_Exercise details_: Starting with the line containing "glove in the photo above." and going on through the end of the records below, write those lines out again in full and add -9 to every coordinate in the answer points.
Start of Records to process
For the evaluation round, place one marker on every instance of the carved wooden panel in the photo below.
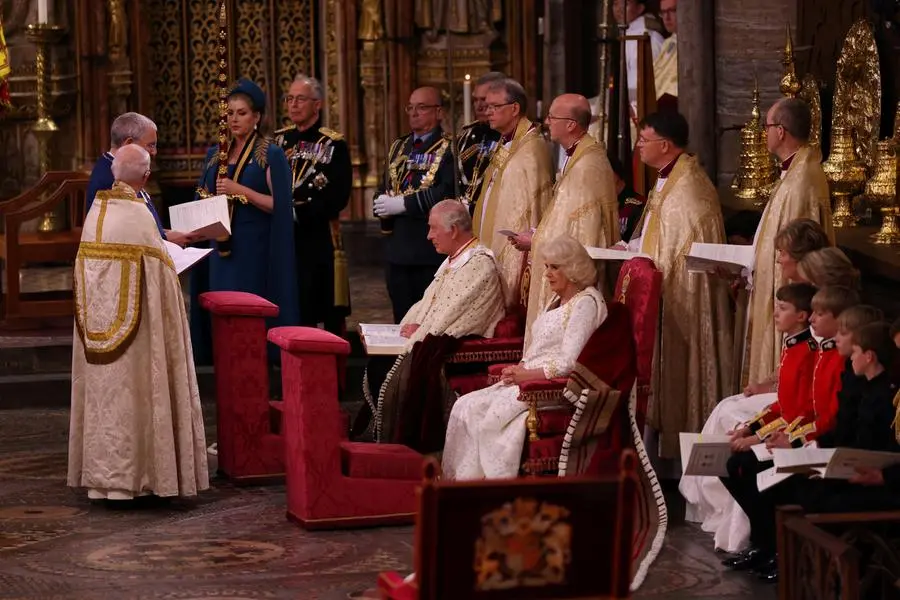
(822, 26)
(270, 42)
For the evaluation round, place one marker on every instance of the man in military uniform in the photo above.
(419, 175)
(322, 175)
(476, 143)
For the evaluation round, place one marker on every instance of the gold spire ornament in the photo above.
(757, 172)
(846, 175)
(881, 190)
(790, 85)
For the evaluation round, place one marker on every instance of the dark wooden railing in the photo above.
(19, 249)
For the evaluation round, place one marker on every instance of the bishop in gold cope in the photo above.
(584, 203)
(801, 192)
(517, 182)
(695, 347)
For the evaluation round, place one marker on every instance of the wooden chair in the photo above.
(523, 538)
(18, 249)
(846, 556)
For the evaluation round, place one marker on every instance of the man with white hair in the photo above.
(136, 425)
(322, 177)
(130, 128)
(465, 298)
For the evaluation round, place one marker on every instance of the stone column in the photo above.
(749, 39)
(697, 78)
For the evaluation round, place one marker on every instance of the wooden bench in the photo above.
(846, 556)
(19, 249)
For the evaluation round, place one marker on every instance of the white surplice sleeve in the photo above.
(586, 315)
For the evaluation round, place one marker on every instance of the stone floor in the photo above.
(232, 543)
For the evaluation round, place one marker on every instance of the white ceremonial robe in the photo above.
(486, 431)
(708, 502)
(465, 298)
(136, 424)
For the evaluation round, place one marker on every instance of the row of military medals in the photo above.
(483, 150)
(314, 154)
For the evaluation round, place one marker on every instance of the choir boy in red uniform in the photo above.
(818, 410)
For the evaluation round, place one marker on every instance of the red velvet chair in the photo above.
(629, 335)
(639, 287)
(331, 482)
(525, 538)
(250, 450)
(467, 369)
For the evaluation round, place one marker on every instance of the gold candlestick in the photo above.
(42, 35)
(846, 175)
(756, 173)
(881, 190)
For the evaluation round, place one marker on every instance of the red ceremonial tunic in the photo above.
(795, 383)
(826, 385)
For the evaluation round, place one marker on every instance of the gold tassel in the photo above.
(341, 276)
(897, 416)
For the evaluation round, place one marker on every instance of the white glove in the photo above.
(386, 206)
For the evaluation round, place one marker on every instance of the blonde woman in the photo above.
(486, 431)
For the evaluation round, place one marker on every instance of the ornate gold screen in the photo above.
End of Records to process
_The reply_:
For the evaluation round, place one marker on every instance of the white glove in the photo above.
(377, 197)
For the evaluation round, place one marker on every instance of the blonde woman in the photo above.
(477, 422)
For the evaluation round, place one marker on every instance of the ornate gold screen in the photo above.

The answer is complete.